= Aim of the task =
Copy word for word the passage on pre-commit hooks, everything from "To finish setting" down to "be extremely rare.".

= Passage given =
The above configuration will call three sets of tools before every commit: the official pre-commit-hooks repository contains a bunch of very useful checks, I have added above a few standard ones but you can check their repo to see which ones you find useful. To add a new check, simply add it on a line starting with - id: in the hooks list of that section of the file. The two other tools are ruff and mypy, which we have already seen. They will also be called automatically and block the commit if they report an error, so you can’t miss them anymore! In this particular case, ruff is in --fix mode so it will fix whatever it can (but remember it can’t always fix by itself all the errors it sees), and mypy is in --strict mode, meaning that it will not allow untyped functions and variables whose type it can’t infer unless a # type: ignore comment is added on the corresponding lines.

To finish setting this up, you will need to run pre-commit install once in your project’s directory so the hooks get attached to git, and they will then run automatically every time git commit is run. However, they will only run on files that have been git added. You can also run your checks without doing a commit at the same time with the command pre-commit run (add --all to run on all files, including those that are not staged). Finally, if you ever need to ignore the checks for exceptional reasons (for example you need to quickly backup some work in progress) you can still run git commit --no-verify but that should obviously be extremely rare.

= Given data =
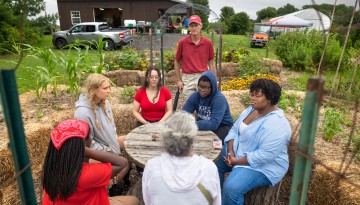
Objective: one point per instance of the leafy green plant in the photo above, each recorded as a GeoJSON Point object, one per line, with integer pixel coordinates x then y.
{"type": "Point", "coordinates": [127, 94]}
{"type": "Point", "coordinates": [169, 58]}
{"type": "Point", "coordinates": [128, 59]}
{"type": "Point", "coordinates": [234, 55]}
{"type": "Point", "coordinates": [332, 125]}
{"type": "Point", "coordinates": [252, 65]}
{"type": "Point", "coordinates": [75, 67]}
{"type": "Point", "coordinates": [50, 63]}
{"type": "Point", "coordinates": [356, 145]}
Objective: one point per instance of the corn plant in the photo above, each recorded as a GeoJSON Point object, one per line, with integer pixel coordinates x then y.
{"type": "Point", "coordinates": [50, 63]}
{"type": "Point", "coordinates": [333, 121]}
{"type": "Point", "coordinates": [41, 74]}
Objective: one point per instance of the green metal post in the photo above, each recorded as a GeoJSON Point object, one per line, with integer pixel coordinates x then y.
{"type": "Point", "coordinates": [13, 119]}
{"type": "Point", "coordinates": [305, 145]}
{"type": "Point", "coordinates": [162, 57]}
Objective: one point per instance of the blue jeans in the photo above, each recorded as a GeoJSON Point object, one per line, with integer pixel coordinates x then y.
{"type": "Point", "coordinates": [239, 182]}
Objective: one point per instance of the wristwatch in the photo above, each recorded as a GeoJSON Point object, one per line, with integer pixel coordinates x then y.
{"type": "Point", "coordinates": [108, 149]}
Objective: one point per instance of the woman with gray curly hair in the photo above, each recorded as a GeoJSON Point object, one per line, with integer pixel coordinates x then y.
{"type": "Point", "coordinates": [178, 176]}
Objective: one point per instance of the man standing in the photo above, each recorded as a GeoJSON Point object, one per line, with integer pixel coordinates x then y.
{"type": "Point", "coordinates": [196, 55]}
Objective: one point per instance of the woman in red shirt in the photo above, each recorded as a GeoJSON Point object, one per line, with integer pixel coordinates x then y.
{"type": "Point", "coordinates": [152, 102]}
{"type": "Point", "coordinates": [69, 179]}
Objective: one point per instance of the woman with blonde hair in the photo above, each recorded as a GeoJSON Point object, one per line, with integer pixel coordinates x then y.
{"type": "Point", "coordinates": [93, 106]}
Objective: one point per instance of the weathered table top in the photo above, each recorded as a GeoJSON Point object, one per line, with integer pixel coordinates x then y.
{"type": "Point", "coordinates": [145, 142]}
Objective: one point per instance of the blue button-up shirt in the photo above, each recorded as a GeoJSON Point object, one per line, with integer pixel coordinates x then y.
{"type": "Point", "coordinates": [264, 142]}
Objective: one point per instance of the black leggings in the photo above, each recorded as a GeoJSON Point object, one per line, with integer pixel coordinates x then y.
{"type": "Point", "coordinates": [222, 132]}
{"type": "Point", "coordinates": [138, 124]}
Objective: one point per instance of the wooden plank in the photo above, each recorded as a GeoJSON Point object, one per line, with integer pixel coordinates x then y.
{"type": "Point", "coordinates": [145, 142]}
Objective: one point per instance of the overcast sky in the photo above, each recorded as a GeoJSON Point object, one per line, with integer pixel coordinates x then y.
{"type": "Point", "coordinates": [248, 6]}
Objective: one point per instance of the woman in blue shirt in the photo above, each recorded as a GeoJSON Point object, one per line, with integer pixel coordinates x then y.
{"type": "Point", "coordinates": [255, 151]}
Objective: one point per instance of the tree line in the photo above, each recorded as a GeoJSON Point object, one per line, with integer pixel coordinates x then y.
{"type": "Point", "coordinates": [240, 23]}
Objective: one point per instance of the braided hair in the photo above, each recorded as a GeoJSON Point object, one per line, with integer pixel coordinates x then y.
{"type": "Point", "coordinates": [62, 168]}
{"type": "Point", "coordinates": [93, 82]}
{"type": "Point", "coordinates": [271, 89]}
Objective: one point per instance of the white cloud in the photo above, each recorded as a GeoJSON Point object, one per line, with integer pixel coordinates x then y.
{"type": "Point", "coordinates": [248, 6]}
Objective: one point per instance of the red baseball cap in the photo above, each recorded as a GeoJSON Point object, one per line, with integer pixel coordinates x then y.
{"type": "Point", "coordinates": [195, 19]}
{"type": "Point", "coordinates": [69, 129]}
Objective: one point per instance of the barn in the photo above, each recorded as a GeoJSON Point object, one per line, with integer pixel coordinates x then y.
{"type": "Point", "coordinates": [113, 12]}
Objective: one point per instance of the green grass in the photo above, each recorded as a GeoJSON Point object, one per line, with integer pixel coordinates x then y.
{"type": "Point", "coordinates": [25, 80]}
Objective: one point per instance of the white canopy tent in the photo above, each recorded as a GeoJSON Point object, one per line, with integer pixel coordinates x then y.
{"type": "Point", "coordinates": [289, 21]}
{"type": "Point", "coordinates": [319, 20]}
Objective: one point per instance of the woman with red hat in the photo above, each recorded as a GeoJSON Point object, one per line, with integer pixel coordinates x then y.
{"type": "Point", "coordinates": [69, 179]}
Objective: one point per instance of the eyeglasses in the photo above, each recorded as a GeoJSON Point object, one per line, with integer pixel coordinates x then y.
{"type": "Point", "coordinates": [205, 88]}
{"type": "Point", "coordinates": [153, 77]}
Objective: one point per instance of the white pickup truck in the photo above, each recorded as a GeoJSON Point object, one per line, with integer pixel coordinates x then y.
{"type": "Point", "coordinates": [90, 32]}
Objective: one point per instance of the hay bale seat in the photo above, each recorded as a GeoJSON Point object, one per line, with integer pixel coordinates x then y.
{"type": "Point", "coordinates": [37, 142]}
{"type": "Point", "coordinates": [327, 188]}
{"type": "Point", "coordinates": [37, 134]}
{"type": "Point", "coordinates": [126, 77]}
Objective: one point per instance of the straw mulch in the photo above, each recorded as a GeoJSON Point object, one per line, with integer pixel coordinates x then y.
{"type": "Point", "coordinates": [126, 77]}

---

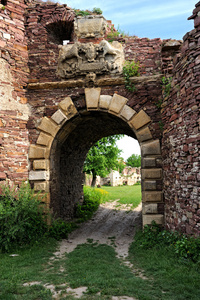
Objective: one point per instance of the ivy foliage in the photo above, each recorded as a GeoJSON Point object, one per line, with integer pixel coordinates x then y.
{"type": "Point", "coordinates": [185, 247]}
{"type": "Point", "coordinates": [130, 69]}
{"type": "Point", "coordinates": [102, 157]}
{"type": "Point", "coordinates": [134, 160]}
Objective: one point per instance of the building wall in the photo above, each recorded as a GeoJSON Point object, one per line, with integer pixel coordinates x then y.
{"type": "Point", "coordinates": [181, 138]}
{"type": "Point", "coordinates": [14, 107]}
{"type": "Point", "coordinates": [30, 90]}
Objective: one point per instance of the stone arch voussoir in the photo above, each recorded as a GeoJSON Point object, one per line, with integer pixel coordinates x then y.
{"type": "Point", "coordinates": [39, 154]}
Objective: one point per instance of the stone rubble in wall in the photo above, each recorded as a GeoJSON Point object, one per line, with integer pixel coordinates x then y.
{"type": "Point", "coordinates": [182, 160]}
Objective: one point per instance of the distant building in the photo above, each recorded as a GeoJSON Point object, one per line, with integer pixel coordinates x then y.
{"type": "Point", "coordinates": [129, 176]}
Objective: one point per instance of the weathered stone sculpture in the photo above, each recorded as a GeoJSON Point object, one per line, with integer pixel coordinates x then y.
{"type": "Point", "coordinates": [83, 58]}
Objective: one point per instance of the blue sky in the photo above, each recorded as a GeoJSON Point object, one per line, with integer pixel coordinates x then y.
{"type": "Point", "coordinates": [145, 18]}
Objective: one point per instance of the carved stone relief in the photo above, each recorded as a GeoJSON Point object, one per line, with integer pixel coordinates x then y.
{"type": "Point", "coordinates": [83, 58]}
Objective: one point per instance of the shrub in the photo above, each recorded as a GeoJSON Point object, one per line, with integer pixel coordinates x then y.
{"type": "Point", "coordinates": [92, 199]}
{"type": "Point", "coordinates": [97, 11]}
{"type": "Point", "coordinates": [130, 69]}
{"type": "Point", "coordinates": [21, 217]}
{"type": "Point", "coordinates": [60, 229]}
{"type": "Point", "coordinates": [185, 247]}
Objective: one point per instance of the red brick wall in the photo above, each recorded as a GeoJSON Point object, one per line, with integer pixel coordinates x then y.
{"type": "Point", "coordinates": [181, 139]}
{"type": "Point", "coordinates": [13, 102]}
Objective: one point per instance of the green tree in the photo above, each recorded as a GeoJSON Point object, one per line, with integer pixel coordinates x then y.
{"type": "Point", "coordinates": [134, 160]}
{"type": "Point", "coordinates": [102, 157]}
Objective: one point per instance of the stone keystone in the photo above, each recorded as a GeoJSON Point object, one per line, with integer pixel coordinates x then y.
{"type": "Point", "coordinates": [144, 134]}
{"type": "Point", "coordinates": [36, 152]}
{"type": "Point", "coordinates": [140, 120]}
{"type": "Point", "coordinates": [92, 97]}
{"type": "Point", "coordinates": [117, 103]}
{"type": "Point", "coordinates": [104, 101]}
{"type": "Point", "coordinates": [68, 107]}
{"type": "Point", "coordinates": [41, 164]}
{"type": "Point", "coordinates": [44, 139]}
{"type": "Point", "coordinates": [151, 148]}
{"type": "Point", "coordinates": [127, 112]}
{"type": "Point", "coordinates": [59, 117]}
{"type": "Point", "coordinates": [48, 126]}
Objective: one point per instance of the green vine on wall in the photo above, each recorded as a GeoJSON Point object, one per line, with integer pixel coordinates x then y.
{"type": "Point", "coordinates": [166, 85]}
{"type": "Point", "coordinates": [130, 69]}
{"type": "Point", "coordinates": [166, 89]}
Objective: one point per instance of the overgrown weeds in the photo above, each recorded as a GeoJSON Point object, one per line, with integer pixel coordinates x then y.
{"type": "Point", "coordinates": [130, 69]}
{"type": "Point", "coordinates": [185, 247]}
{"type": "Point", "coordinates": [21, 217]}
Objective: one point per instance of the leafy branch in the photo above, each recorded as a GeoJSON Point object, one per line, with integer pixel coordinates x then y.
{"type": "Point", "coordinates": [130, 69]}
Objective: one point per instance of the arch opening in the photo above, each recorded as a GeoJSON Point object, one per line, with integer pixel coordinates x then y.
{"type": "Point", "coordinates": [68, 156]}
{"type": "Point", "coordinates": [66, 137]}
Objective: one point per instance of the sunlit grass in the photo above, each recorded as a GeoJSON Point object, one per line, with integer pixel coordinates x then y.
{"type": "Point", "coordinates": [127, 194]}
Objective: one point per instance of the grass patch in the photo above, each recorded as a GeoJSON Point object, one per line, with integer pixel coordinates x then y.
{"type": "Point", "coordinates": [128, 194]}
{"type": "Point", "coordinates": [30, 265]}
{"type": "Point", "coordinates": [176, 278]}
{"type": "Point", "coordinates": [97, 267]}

= Result of this task =
To finish setting this up, you will need to run pre-commit install once in your project’s directory so the hooks get attached to git, and they will then run automatically every time git commit is run. However, they will only run on files that have been git added. You can also run your checks without doing a commit at the same time with the command pre-commit run (add --all to run on all files, including those that are not staged). Finally, if you ever need to ignore the checks for exceptional reasons (for example you need to quickly backup some work in progress) you can still run git commit --no-verify but that should obviously be extremely rare.